### Task description
Reproduce the items below without any changes, from the first line up to and including the line containing "column 598, row 367".

Items listed in a dataset
::::

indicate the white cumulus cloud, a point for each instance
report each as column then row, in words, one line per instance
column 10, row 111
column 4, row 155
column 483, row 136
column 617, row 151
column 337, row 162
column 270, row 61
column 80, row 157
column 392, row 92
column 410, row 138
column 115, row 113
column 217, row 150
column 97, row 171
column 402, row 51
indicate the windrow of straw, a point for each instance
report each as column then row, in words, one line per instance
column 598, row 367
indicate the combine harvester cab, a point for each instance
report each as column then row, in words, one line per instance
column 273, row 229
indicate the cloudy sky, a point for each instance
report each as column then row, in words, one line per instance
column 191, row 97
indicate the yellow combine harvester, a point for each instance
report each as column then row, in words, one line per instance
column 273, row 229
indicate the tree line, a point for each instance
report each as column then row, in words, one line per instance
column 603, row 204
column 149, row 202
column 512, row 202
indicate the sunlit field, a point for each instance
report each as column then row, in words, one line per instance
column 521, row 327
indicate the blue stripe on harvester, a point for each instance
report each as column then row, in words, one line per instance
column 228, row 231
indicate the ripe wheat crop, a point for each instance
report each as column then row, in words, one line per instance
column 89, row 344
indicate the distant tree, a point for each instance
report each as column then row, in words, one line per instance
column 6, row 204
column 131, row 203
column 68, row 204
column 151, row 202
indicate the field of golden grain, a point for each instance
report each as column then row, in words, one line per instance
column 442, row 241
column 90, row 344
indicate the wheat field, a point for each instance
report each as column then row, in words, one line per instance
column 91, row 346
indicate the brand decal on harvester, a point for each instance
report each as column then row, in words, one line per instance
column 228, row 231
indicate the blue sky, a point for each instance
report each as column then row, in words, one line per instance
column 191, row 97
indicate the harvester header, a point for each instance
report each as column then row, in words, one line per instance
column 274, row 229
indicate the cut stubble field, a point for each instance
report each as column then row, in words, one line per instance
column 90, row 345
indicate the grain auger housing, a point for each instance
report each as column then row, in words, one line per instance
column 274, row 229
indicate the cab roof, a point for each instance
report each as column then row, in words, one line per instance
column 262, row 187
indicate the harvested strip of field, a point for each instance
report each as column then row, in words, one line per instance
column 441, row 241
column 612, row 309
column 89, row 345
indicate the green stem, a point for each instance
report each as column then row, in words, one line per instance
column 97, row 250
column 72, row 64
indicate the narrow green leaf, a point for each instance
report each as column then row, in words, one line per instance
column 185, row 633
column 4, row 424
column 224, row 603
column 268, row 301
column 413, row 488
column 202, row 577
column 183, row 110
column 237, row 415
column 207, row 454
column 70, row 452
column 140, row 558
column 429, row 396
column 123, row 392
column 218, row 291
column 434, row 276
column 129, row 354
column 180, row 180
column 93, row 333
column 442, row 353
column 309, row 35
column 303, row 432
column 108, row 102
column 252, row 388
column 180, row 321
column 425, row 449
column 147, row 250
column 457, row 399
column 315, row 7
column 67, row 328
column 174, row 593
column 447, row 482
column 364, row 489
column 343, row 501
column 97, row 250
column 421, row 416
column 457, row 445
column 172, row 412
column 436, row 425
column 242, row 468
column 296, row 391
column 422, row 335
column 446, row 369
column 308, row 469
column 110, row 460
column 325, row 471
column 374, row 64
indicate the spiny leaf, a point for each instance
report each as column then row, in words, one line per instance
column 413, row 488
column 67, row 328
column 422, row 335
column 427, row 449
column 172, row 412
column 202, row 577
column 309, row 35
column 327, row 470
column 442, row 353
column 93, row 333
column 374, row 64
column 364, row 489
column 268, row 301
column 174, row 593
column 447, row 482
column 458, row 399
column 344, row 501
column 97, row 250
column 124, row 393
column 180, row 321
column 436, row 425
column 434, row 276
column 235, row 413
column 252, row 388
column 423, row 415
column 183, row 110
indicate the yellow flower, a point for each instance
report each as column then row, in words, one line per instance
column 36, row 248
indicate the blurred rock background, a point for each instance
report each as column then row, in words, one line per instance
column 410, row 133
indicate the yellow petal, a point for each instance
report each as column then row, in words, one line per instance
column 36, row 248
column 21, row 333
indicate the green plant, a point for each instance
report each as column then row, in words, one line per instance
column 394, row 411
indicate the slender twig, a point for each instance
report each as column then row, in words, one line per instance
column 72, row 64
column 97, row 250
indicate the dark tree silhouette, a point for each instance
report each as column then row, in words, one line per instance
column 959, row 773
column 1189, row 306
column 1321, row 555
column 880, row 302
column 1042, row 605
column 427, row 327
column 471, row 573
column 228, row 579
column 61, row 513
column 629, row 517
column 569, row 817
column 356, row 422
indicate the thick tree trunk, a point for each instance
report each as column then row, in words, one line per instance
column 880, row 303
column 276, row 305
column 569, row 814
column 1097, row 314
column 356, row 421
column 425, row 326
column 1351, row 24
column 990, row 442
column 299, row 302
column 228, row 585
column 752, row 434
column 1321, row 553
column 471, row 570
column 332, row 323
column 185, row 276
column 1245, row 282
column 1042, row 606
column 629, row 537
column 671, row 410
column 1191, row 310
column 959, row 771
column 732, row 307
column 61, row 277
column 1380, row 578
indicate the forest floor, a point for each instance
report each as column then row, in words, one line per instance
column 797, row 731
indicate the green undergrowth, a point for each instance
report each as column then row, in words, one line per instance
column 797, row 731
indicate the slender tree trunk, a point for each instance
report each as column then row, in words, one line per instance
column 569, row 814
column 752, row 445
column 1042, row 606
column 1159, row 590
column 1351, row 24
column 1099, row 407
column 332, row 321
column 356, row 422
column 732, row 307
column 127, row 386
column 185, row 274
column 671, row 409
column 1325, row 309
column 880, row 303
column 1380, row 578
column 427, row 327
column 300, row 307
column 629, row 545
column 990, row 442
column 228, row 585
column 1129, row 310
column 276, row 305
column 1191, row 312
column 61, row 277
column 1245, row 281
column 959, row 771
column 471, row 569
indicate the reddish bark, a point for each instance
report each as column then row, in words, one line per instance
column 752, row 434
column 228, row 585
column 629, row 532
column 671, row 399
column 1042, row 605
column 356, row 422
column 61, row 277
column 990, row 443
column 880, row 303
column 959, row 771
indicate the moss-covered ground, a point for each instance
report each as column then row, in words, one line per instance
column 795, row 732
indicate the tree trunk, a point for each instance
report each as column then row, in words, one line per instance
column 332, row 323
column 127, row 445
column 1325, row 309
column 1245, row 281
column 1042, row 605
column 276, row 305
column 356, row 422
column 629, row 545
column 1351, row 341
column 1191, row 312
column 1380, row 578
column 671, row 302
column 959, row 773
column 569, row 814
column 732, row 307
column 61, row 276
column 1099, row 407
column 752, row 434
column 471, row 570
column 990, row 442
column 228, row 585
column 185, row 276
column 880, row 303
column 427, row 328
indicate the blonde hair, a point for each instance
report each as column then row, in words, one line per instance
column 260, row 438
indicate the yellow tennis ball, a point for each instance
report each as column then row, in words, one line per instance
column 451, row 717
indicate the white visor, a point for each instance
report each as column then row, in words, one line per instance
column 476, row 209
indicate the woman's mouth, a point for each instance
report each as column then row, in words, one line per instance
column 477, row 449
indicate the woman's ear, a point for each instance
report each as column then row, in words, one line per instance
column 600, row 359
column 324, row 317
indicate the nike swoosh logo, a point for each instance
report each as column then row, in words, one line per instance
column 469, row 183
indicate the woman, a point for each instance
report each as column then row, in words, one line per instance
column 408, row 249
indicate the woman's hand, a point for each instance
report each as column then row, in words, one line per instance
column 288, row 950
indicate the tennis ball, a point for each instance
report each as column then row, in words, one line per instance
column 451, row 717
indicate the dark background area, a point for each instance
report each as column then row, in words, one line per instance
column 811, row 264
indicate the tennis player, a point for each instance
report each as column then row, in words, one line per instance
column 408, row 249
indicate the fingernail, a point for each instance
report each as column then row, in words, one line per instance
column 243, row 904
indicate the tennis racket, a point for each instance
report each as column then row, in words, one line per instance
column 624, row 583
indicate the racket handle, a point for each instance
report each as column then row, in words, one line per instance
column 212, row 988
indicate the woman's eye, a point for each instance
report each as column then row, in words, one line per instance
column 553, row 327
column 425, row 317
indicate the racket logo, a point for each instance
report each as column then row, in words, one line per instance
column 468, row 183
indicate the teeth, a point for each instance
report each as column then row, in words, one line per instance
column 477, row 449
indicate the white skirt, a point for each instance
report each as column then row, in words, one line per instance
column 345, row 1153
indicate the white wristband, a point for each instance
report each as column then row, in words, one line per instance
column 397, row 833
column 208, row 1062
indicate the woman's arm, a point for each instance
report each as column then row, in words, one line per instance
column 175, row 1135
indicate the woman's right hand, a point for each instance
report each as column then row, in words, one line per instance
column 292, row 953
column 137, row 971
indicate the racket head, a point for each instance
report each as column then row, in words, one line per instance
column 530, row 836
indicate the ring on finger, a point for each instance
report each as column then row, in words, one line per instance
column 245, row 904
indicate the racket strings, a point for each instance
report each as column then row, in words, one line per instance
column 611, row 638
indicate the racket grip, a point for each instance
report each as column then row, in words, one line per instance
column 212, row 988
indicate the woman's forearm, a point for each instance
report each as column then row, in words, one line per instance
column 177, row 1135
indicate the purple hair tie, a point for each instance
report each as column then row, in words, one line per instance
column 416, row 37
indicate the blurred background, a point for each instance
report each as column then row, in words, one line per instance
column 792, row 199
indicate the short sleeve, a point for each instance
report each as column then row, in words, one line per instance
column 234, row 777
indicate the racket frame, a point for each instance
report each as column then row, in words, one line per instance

::::

### Complete output
indicate the white cumulus cloud, a point for each instance
report each as column then row, in words, one line per instance
column 10, row 111
column 4, row 155
column 483, row 136
column 617, row 151
column 337, row 162
column 270, row 61
column 80, row 157
column 392, row 92
column 410, row 138
column 115, row 113
column 217, row 150
column 97, row 171
column 402, row 51
indicate the windrow of straw, a point for each instance
report each as column then row, in words, one line per instance
column 598, row 367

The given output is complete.